— begin Records to use —
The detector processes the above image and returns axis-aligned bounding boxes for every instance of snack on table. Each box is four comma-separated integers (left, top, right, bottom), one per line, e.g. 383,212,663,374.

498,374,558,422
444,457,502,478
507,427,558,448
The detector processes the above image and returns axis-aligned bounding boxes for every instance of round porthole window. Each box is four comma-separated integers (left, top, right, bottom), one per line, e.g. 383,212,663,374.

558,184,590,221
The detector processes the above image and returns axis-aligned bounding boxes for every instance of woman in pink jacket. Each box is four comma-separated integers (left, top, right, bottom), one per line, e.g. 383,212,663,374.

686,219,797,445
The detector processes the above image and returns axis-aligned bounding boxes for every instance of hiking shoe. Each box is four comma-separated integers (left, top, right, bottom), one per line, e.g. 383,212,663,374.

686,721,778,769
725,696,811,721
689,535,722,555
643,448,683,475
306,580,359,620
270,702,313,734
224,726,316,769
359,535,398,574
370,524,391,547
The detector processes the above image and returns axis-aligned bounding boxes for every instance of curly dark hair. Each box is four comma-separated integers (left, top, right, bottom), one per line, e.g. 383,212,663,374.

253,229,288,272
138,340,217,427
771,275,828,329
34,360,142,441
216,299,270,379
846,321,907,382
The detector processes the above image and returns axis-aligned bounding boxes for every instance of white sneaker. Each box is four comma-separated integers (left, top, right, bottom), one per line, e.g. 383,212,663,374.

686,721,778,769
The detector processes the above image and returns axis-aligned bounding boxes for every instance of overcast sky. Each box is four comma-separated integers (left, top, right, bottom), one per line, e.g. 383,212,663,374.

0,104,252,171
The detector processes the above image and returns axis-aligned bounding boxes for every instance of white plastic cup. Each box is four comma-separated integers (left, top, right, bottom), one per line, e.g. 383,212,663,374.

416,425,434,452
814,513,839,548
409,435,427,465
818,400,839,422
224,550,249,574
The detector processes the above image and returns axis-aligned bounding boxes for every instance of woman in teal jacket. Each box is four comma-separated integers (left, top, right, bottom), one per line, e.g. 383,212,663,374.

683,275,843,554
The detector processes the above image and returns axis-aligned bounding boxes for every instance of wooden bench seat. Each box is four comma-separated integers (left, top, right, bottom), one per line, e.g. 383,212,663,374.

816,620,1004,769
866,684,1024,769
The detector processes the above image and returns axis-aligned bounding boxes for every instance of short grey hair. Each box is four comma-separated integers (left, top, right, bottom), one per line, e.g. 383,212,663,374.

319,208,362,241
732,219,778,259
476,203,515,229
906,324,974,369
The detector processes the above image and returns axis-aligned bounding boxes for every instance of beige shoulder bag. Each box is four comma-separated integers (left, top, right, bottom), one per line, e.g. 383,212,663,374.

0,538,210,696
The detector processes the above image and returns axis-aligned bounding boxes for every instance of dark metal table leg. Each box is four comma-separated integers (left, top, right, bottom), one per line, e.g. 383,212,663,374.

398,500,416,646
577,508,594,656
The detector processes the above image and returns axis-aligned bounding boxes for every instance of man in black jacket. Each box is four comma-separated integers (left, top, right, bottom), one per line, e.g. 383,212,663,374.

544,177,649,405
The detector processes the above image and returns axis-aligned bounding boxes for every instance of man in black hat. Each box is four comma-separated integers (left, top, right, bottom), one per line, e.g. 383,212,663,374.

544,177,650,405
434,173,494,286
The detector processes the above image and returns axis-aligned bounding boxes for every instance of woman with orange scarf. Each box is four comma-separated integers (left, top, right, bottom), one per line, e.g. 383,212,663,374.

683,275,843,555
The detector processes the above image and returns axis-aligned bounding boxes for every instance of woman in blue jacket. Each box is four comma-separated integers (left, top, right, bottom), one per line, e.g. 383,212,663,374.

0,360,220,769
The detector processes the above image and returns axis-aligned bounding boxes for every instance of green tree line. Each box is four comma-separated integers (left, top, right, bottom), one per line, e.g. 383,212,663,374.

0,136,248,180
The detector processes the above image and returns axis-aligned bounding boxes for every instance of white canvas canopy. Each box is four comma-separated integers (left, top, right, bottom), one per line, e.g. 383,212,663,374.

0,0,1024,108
— end Records to use —
■ Written exercise
Lay out all the lines above as a Markdown table with two columns, Row and Line, numbering each row and omitting blank lines.

■ Written solution
| Row | Line |
|---|---|
| 1 | The detector processes the above image and returns axis-aligned bounding boxes for every instance of snack on table. Each box is four comma-separated integers (left, top, right, bottom), one per line, e.g. 383,212,663,374. |
| 2 | 498,374,558,422 |
| 3 | 444,457,502,478 |
| 4 | 507,427,558,448 |
| 5 | The detector processes the above image and returns axis-aligned bounding boxes for every instance of round porthole window. Each box is four comma-separated integers (left, top, right, bottom), one per line, e.g. 383,212,663,374. |
| 6 | 558,184,590,221 |
| 7 | The detector processes the above image and returns axis-aligned bounding boxes for every instance of woman in pink jacket. Each box is four comma-separated integers (left, top, right, bottom), one per line, e.g. 383,212,663,374. |
| 8 | 686,219,797,445 |
| 9 | The detector processes the above image and returns axis-aligned bounding boxes for every instance of hiking shoe. Each box is four comma-separated integers (left, top, right, bottom), one per line, e.g. 383,212,663,374. |
| 10 | 686,721,778,769 |
| 11 | 725,696,811,721 |
| 12 | 689,535,722,555 |
| 13 | 643,448,683,475 |
| 14 | 306,580,359,620 |
| 15 | 270,702,313,734 |
| 16 | 224,726,316,769 |
| 17 | 359,535,398,574 |
| 18 | 370,524,391,547 |
| 19 | The detector processes the above image and returns axis-aligned bounding boxes for every instance of curly dark hair. Each box is four comma-separated integers (left, top, right, bottom), one per line, e.g. 383,212,663,374. |
| 20 | 253,229,288,272 |
| 21 | 138,340,217,427 |
| 22 | 771,275,828,329 |
| 23 | 34,360,142,441 |
| 24 | 216,299,270,379 |
| 25 | 846,321,907,382 |
| 26 | The detector processes the above image and returns axis-aligned bounding boxes for every instance of white sneaker. Each box is four comma-separated integers (left, top, right, bottom), one per line, e.g. 383,212,663,374. |
| 27 | 686,721,778,769 |
| 28 | The detector processes the above image and returns axis-aligned bounding boxes for every instance of overcast sky. Each box is four comma-separated integers (left, top, right, bottom), one per line, e.g. 383,212,663,374. |
| 29 | 0,104,252,171 |
| 30 | The detector processes the above image and returns axis-aligned bounding boxes for every instance of white plastic cup. Each box is four comma-separated integers (left, top, right, bottom), one per line, e.g. 383,212,663,374. |
| 31 | 416,425,434,452 |
| 32 | 814,513,839,548 |
| 33 | 409,435,427,465 |
| 34 | 818,400,839,422 |
| 35 | 224,550,249,574 |
| 36 | The detector processes the above image and returns axis-aligned bounding boxes for every instance of woman in teal jacket. Each box is four comma-separated integers (left, top, right, bottom), one per line, e.g. 383,212,663,374. |
| 37 | 683,275,843,554 |
| 38 | The detector processes the above image and returns axis-aligned bounding boxes for every instance of wooden bench seat. Each box is four comma-separated integers (left, top, right, bottom), one per line, e.g. 383,212,663,374. |
| 39 | 816,620,1004,769 |
| 40 | 866,684,1024,769 |
| 41 | The detector processes the above image and returns axis-aligned bounding boxes for every instance of short grey hair. Each box is four comma-separated integers (left, top, right, bottom), one per line, e.g. 383,212,663,374. |
| 42 | 319,208,362,241 |
| 43 | 732,219,778,259 |
| 44 | 476,203,515,229 |
| 45 | 906,324,974,369 |
| 46 | The detector processes the above image and returns axis-aligned bounding boxes for every instance of beige shoulder bag. Each box is four comma-separated integers (left, top, right, bottom), one per line, e.g. 383,212,663,374. |
| 47 | 0,538,210,696 |
| 48 | The detector processes the above image and returns axis-aligned bounding boxes for every instance of dark metal table leg. Each box is four comma-separated integers (left, top, right, bottom), one per line, e.g. 383,212,663,374. |
| 49 | 398,500,416,646 |
| 50 | 577,508,594,656 |
| 51 | The detector processes the above image and returns axis-aligned bounding boxes for every instance of man in black jacket. Each box is four comma-separated integers (left, top, right, bottom), one per line, e.g. 383,212,663,374. |
| 52 | 544,177,649,405 |
| 53 | The detector processes the above image and returns axis-aligned bounding boxes for every instance of man in black hat. Each box is four comma-separated integers (left, top, right, bottom), one per line, e.g. 383,212,663,374. |
| 54 | 544,177,650,405 |
| 55 | 434,173,494,286 |
| 56 | The detector processes the above image and returns axis-aligned bounding boxes for every instance of woman with orange scarf. Each box is four comma-separated integers (left, top, right, bottom), one per line, e.g. 383,212,663,374. |
| 57 | 683,275,843,555 |
| 58 | The detector processes the above image and returns axis-aligned bounding boxes for every instance of woman in blue jacket. Each box is four comma-separated integers (left, top, right, bottom), one per line, e.g. 383,212,663,374. |
| 59 | 0,360,220,769 |
| 60 | The detector processes the above image and returns axis-aligned bounding boxes for every instance of green tree line. Each box is four comma-separated integers (left, top, right, bottom), one per line, e.g. 383,212,663,374. |
| 61 | 0,136,248,180 |
| 62 | The detector processes the above image and returns axis-aligned bounding boxes for every instance of white canvas canopy. Each box is four comma-separated integers (left, top, right, bottom), one per line, e.g. 383,212,663,374. |
| 63 | 0,0,1024,108 |